* THE REQUEST: Gather every line in the rows below that contains the string "girl", and treat uppercase and lowercase as different.

───── LISTED ENTRIES ─────

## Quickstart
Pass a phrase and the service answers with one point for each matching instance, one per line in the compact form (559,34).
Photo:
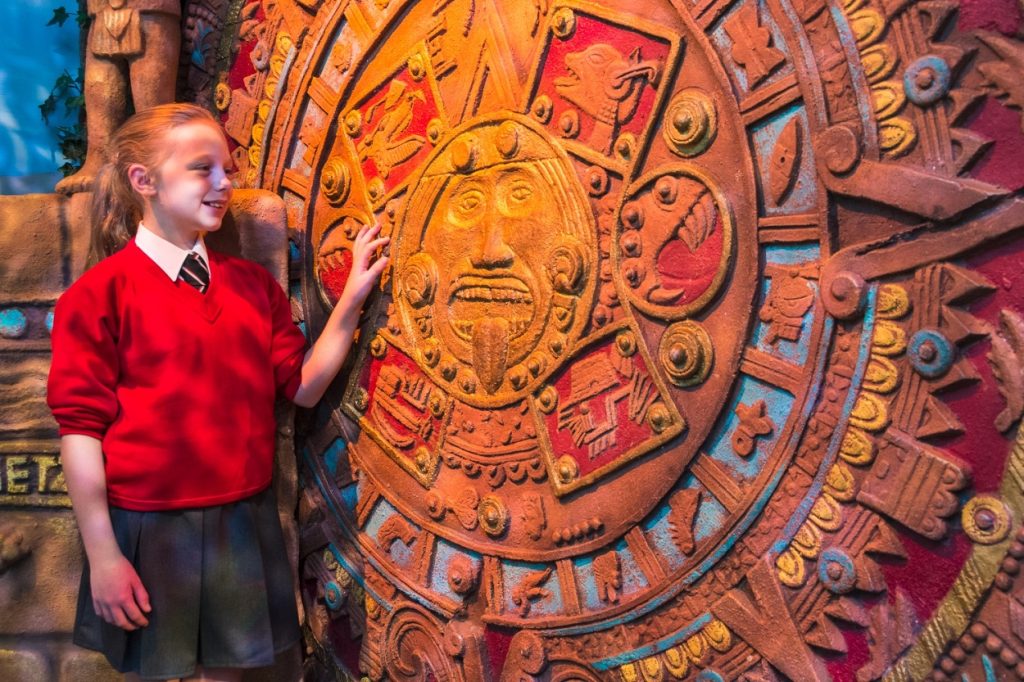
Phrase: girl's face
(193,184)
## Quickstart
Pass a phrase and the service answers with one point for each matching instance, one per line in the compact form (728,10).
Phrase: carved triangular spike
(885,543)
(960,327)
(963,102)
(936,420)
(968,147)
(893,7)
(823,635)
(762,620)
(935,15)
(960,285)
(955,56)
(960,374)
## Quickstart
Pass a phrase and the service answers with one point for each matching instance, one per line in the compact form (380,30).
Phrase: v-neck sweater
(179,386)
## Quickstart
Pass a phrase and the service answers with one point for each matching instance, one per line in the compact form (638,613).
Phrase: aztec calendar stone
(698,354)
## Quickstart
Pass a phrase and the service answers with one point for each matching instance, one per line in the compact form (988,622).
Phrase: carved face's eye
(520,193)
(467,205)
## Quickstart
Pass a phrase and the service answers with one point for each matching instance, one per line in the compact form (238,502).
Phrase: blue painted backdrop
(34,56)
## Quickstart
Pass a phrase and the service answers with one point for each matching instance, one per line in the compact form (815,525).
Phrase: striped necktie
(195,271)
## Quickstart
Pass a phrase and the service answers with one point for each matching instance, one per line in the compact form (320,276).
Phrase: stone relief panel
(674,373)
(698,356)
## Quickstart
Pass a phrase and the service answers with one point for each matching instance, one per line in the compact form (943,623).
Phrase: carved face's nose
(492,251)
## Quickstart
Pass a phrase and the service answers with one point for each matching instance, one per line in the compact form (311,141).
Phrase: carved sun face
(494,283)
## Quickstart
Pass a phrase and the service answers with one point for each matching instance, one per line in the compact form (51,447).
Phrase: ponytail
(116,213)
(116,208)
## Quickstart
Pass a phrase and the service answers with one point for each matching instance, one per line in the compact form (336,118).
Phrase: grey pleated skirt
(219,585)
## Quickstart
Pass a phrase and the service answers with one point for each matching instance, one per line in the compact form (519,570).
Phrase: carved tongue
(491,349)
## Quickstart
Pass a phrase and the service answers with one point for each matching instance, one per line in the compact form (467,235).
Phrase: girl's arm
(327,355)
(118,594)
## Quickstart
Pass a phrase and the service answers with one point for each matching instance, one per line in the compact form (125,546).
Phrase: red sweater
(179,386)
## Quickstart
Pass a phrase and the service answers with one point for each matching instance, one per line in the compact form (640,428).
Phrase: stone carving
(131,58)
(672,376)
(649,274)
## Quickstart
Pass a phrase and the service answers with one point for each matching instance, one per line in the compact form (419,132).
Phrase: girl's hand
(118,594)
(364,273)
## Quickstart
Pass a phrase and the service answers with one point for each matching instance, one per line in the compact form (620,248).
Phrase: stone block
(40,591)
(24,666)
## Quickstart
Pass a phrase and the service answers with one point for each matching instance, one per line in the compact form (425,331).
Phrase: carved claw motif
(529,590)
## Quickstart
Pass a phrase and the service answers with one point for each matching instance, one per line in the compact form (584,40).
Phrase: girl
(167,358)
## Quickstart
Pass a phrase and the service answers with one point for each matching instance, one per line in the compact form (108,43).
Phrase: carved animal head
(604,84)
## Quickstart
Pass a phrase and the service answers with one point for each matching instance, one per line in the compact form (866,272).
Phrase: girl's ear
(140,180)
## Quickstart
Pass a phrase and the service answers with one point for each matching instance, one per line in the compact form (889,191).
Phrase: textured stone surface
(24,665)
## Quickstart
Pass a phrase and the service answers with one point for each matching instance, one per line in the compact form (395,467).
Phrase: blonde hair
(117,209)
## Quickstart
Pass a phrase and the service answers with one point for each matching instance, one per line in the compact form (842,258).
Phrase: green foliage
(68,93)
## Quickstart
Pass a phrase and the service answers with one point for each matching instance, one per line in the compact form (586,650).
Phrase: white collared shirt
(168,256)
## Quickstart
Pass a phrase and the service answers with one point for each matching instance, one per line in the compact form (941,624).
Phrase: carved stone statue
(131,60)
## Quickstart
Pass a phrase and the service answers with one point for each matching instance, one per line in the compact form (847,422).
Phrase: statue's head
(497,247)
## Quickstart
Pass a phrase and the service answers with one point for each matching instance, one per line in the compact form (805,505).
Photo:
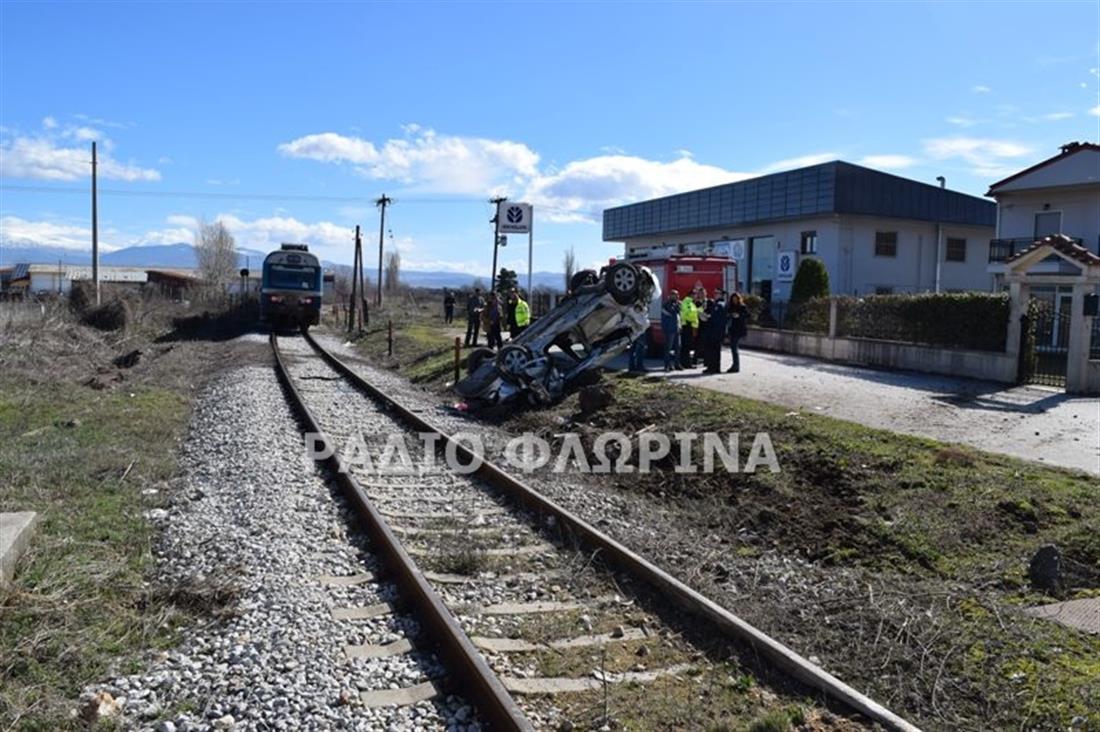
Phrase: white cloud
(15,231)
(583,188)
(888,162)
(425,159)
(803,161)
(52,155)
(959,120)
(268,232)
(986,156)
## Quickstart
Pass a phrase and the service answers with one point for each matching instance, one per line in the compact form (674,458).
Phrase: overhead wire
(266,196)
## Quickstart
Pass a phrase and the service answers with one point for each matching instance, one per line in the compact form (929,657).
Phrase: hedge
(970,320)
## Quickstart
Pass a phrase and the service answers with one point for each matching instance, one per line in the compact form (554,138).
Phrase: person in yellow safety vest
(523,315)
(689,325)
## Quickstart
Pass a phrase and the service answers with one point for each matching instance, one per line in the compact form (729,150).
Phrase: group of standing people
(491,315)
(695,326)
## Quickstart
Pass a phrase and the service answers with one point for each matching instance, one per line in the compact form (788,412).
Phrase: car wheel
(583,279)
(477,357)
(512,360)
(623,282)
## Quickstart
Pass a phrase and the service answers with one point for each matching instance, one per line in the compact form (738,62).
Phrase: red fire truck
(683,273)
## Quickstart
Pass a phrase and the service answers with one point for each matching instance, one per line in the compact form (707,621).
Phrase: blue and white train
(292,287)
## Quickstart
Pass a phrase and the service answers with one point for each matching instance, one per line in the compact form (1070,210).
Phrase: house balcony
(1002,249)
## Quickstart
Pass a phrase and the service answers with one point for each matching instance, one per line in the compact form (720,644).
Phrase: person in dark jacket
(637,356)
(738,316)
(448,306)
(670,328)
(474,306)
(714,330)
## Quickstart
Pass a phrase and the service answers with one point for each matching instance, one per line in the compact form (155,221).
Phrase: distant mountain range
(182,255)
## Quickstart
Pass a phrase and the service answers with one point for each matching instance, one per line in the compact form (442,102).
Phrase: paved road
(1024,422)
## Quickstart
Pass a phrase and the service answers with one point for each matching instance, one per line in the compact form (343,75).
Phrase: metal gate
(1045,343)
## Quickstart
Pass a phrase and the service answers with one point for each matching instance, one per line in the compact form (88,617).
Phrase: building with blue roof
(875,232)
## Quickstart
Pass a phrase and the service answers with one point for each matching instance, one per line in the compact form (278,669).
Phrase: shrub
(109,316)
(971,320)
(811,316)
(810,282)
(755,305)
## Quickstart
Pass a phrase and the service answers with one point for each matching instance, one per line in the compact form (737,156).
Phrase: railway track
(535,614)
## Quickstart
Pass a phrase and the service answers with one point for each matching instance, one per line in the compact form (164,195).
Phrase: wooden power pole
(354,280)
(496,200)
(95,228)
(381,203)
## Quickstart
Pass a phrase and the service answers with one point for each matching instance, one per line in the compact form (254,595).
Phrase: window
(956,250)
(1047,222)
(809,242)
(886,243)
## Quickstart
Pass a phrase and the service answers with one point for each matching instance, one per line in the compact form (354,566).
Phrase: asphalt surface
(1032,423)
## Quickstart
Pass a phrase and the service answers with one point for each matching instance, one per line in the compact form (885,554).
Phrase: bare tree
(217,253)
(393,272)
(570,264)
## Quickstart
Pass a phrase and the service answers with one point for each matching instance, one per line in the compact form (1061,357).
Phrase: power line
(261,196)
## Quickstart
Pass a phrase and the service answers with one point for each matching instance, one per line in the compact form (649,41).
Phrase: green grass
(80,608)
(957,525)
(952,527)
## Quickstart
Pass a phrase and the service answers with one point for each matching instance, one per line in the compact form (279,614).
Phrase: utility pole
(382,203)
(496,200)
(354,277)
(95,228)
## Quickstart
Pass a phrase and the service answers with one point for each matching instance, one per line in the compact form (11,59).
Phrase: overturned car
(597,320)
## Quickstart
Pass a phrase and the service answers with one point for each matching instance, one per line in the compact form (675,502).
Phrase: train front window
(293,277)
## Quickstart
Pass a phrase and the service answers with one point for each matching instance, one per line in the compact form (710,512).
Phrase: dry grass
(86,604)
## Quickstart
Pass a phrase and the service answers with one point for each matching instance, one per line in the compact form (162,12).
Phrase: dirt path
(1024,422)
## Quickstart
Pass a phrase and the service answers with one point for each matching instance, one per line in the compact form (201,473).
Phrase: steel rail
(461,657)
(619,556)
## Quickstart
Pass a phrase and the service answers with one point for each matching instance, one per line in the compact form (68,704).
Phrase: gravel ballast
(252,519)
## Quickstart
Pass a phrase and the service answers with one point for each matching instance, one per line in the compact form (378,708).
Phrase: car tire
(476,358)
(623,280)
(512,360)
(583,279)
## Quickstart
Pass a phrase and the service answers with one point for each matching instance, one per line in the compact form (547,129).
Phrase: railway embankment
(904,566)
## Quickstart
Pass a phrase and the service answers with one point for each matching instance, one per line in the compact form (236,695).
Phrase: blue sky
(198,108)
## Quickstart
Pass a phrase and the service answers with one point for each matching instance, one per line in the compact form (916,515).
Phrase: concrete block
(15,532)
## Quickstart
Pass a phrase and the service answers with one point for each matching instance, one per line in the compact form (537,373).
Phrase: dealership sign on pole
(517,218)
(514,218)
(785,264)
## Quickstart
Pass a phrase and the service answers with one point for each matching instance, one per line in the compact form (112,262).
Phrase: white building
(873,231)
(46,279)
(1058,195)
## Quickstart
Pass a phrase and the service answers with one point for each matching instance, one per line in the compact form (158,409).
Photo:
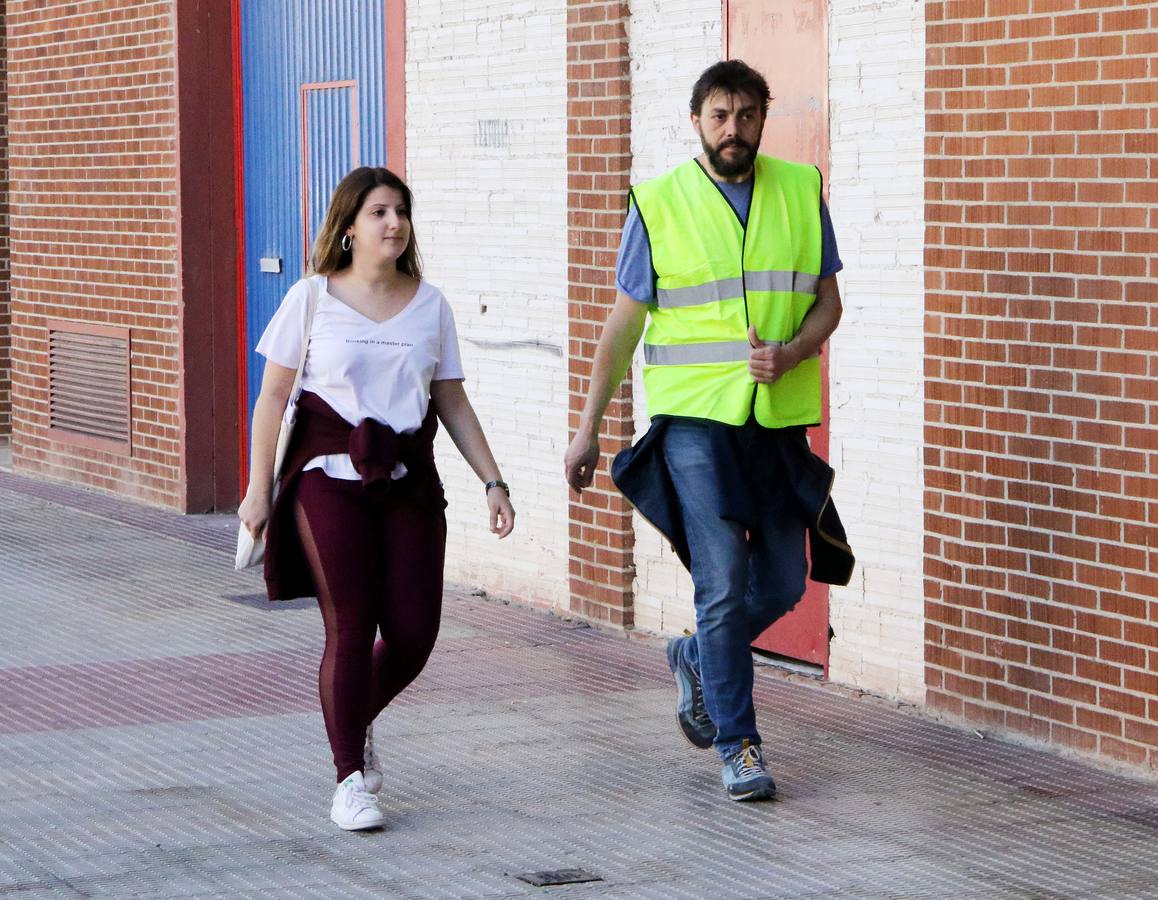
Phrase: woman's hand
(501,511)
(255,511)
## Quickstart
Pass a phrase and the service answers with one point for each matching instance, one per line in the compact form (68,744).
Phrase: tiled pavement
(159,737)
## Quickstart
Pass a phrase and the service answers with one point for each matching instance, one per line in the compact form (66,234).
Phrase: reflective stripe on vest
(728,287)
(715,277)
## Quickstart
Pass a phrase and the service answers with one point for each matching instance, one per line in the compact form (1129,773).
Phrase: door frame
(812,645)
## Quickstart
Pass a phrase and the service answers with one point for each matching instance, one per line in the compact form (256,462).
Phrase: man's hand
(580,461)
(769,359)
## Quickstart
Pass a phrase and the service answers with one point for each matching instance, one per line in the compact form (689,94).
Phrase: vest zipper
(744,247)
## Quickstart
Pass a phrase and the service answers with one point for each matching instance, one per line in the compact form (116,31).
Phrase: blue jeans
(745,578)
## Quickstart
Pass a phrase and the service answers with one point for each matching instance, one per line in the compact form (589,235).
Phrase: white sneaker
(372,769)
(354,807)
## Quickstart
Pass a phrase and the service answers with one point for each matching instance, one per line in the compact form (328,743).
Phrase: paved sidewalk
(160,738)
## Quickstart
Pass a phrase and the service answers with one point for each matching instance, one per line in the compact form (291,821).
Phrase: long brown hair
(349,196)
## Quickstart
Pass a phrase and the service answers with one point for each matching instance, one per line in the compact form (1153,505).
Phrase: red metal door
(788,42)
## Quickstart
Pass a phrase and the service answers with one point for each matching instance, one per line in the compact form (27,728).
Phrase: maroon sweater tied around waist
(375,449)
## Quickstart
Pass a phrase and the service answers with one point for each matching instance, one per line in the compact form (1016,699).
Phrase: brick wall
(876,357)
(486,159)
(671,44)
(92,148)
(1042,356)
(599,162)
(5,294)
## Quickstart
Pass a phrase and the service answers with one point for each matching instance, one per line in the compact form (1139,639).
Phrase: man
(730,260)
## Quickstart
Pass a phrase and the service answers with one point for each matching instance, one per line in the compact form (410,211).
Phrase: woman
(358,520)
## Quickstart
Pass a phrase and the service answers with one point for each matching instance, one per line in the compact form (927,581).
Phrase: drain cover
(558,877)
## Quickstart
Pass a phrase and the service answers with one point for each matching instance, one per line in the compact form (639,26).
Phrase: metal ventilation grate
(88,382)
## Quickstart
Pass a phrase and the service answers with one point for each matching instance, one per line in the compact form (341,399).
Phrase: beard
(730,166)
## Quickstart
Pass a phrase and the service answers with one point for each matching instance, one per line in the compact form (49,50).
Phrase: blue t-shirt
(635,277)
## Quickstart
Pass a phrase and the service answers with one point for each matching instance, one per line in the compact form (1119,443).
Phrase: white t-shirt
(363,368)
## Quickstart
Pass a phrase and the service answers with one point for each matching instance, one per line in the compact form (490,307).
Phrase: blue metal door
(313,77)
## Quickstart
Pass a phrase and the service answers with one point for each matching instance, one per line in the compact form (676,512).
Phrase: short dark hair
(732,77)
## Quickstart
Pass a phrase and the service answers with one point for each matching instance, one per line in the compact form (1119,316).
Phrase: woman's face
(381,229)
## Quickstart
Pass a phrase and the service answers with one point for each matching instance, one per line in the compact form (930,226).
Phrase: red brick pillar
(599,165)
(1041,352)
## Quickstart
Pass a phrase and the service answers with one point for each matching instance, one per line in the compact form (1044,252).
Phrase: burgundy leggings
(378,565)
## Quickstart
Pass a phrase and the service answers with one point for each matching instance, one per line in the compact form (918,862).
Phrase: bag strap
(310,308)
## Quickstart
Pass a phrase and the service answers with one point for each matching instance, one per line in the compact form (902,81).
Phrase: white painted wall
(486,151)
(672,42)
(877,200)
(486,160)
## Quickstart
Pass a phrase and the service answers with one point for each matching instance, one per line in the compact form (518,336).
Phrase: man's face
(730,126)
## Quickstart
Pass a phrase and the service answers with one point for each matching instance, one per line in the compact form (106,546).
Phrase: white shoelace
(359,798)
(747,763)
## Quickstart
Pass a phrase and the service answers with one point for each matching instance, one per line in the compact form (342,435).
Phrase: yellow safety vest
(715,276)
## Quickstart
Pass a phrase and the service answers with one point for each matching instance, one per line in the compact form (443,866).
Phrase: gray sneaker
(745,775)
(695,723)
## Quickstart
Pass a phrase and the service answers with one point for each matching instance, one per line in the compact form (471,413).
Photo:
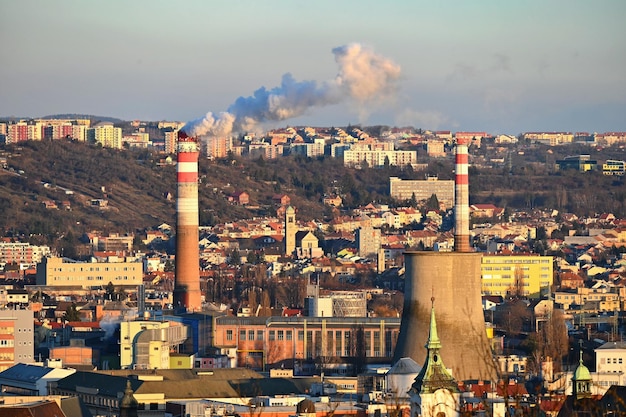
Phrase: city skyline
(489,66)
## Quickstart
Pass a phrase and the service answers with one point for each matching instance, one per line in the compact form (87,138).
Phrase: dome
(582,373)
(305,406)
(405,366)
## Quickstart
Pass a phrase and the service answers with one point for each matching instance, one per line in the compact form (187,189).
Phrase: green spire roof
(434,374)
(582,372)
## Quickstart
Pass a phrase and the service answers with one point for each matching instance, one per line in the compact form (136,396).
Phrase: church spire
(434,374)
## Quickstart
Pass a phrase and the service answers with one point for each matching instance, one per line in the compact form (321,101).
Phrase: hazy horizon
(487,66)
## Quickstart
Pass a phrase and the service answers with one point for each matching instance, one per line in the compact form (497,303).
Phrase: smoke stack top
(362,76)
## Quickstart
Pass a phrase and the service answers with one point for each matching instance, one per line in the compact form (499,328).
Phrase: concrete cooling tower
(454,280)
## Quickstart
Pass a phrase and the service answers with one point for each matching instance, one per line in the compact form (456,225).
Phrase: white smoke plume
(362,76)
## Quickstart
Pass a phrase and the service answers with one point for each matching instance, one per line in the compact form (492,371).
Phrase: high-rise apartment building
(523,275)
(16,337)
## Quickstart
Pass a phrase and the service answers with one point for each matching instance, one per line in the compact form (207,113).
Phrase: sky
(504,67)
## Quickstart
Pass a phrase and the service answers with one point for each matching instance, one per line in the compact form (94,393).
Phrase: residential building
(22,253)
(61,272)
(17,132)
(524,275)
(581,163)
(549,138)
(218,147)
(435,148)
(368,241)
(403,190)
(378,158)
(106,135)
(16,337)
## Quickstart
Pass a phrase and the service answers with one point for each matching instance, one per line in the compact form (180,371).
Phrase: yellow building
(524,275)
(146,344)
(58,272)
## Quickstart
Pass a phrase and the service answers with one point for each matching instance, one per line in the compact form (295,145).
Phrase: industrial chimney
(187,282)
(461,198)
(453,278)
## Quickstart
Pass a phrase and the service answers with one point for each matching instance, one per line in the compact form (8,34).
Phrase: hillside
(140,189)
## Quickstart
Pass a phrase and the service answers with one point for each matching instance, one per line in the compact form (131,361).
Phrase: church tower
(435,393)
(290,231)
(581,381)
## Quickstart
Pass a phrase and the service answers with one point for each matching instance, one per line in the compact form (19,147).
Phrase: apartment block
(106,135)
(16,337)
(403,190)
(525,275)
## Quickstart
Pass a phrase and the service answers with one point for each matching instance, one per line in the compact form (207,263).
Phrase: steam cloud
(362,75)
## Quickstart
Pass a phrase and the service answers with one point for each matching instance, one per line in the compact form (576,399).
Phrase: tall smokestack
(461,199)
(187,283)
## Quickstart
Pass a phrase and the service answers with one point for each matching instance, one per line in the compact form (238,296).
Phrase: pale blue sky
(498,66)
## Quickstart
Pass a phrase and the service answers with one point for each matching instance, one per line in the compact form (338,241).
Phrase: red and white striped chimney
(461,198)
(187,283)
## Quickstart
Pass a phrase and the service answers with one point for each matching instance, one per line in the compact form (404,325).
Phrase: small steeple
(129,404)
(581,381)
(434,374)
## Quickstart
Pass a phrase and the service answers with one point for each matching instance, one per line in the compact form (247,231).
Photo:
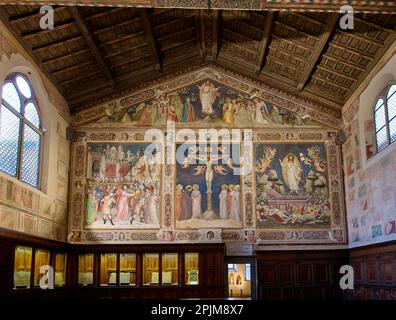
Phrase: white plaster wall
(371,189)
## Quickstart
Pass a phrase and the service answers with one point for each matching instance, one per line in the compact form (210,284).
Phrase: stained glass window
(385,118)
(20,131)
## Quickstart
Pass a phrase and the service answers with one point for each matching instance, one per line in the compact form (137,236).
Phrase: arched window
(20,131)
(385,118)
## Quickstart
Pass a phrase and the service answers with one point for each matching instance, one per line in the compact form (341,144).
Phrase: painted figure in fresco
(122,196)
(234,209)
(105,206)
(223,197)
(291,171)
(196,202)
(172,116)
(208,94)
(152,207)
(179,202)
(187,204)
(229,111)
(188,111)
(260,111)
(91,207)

─────

* RESULT OF THIS EXERCISE:
Phrase: girl's face
Phrase: girl's arm
Phrase: girl's hand
Phrase: girl
Phrase: girl's ear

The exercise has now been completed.